Source excerpt -
His older brother, Frank, was already on the books at Parkhead when Jim was signed by then manager Jimmy McGrory from St Rochs in 1963 and they made two appearances
together for the first team before Frank, a striker, moved to Ipswich Town.

Jim’s breakthrough came at the age of 19 when he and Frank were selected to start 
in a 1-0 defeat by Falkirk at Brockville.

He would go on to spend 12 years in and out of the first team, not establishing himself as a regular choice until the 1968/69 campaign. His perseverance was rewarded; he made 341 appearances for Celtic, winning seven Scottish titles, four Scottish Cups and three League Cups as well as appearing in a European final.

His versatility
both helped and hindered his progress. He could play at 
full-back, in the centre of defence or in midfield with equal facility
and he was able to back up his skill with an aggressive approach which made him a favourite with the fans.

It says much for him that he would go on to replace not one but two Lisbon Lions. Initially, he took the place of sweeper John Clark and then, once the late Tommy Gemmell fell out of favour in 1971, he became the club’s first-choice left-back.

That same year he won all four of his Scotland caps, making his debut against Eusebio in a 2-0 defeat by Portugal and also playing in the 3-1 loss to England at Wembley, a game he competed in spite of suffering a hairline fracture of the leg. It proved to be his annus mirabilis as he was also voted the runner-up to Aberdeen’s Martin Buchan as Player of the Year by the Scottish Football Writers’ Association while Celtic won the league and Scottish Cup double.

The previous season also provided Brogan with his biggest disappointment when, having nullified the threat of Leeds United’s Allan Clarke and Mick Jones in the semi-final of the European Cup, he was part of Jock Stein’s side which lost 2-1 to Feyenoord after extra-time in the final at the San Siro Stadium in 
Milan.

Given instruction a -
In the rows, rewrite the stretch from the line containing "of the pale" through the end of the rows, changing every "Target" to "Label" and leaving all else unchanged; omit the picture from the answer.
The rows that follow are unrelated to the passage above.

Provided information -
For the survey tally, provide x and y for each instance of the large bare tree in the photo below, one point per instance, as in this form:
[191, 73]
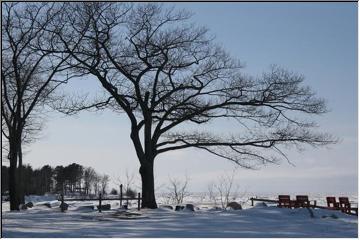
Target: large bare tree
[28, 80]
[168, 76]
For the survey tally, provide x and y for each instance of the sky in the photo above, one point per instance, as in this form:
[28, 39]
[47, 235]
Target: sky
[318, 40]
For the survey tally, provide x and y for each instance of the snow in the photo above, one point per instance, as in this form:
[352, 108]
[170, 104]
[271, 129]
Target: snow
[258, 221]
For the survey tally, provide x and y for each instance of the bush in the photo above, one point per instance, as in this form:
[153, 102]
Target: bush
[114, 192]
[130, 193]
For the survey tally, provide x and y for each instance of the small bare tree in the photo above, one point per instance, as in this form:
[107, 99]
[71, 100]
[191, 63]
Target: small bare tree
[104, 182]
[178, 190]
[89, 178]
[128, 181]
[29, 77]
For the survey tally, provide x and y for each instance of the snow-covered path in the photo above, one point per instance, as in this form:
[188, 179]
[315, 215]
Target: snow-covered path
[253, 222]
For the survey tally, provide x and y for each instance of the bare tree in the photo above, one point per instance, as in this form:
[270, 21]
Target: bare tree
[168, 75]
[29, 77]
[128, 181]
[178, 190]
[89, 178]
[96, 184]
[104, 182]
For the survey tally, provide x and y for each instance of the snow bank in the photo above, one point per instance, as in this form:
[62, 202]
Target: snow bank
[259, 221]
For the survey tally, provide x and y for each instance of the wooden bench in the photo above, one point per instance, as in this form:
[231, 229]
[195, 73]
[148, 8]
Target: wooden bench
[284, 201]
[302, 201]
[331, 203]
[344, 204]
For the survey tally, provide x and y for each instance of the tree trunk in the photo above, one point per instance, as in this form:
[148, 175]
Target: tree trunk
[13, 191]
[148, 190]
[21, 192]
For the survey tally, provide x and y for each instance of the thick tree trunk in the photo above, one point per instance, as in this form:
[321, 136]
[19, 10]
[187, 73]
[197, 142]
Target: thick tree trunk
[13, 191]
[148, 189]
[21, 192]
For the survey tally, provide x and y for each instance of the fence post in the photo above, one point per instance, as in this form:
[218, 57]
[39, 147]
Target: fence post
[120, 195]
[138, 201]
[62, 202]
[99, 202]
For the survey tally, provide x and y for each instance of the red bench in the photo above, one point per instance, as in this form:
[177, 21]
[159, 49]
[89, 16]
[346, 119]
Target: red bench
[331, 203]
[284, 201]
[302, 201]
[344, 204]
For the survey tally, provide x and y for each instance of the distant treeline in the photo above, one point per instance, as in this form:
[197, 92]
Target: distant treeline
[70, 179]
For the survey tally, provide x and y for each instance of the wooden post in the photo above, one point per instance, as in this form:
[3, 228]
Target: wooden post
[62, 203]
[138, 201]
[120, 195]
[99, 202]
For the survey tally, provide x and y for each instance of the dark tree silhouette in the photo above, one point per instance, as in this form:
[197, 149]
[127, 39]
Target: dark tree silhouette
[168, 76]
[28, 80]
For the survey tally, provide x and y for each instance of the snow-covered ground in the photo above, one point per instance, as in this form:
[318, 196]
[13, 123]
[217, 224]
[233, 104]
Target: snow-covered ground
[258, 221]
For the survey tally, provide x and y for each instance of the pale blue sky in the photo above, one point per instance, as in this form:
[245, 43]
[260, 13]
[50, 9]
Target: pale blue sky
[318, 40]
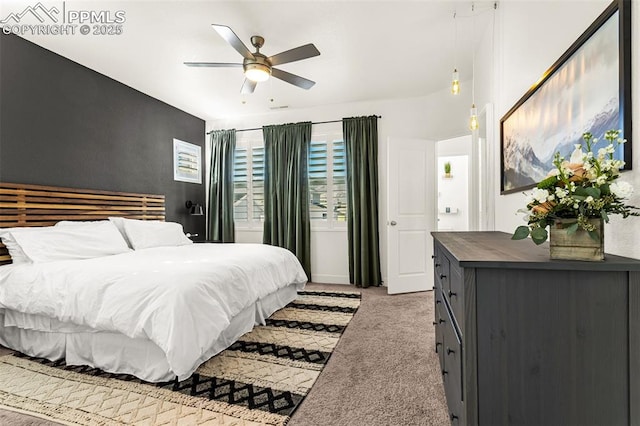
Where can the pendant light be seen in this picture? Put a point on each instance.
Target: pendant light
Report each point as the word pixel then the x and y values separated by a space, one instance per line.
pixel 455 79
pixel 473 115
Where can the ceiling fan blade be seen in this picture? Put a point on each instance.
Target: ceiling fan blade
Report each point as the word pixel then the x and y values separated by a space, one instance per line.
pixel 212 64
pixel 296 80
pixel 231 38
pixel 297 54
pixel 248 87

Given instruction b -
Answer these questions from the passage on Jim Brogan's Celtic career:
(i) Which club did Frank move to?
(ii) How many appearances did Jim make for Celtic?
(iii) Who finished ahead of him in the Scottish Football Writers' Association Player of the Year vote?

Solution a -
For the survey tally, provide x and y for each instance of the pale blue sky in the photo above, one point per instance, as in this form:
[245, 43]
[260, 13]
[50, 9]
Label: pale blue sky
[318, 40]
Where can the pendant light be seen in this picture? Put a point on each instance.
Label: pendant light
Report each point as the word pixel then the x and y values separated by a space, one instance per line.
pixel 455 79
pixel 473 115
Where can the ceiling fan blade be seen in this picture? Put a point on each instance.
Label: ceiling fan blade
Report each point as the word pixel then the x and y values separated by a space, one instance per line.
pixel 212 64
pixel 296 80
pixel 231 38
pixel 297 54
pixel 248 87

Solution b -
(i) Ipswich Town
(ii) 341
(iii) Aberdeen's Martin Buchan